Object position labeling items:
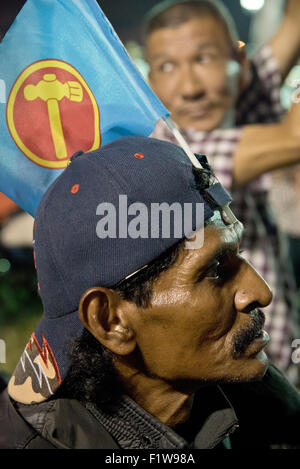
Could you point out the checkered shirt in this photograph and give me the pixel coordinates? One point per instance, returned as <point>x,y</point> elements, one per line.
<point>263,246</point>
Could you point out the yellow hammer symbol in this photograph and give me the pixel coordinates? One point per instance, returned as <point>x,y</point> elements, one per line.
<point>51,90</point>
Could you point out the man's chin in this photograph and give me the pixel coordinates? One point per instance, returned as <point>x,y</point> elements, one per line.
<point>205,123</point>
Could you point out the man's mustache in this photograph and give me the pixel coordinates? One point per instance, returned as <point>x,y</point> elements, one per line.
<point>244,337</point>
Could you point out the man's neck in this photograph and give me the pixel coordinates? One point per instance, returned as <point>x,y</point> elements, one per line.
<point>155,395</point>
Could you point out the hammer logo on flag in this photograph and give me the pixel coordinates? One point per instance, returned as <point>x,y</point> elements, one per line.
<point>51,113</point>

* Task
Could you rewrite all the items above with "photograph" replaced by "image" and everything else left unchanged? Omit the pictures from your answer.

* Result of this exercise
Could you point out the checkered shirt in this image and give me the pixel coordinates? One point per instance, returned as <point>x,y</point> elements, one per line.
<point>263,246</point>
Could you point out the yellow hammer symbol in this image and give me the pixel coordinates? One point per instance, returned as <point>x,y</point> elements, one per line.
<point>51,90</point>
Could you point out the man's chin in this image and give me the pixel coordinates? One point per instance, returned as <point>x,y</point> elements, one per line.
<point>205,123</point>
Could you point out the man's mustache in this image and give me the pixel coordinates? One point per instance, returned as <point>x,y</point> elements, one per line.
<point>244,337</point>
Could you point out the man's neck in this image and give me the pixel coordinates? One point per instance, returned as <point>x,y</point> elements, one per line.
<point>155,395</point>
Could you point out the hammer logo on flag in this image and give me the pixel coordinates? One point per instance, returned as <point>x,y</point> elements, one per line.
<point>51,113</point>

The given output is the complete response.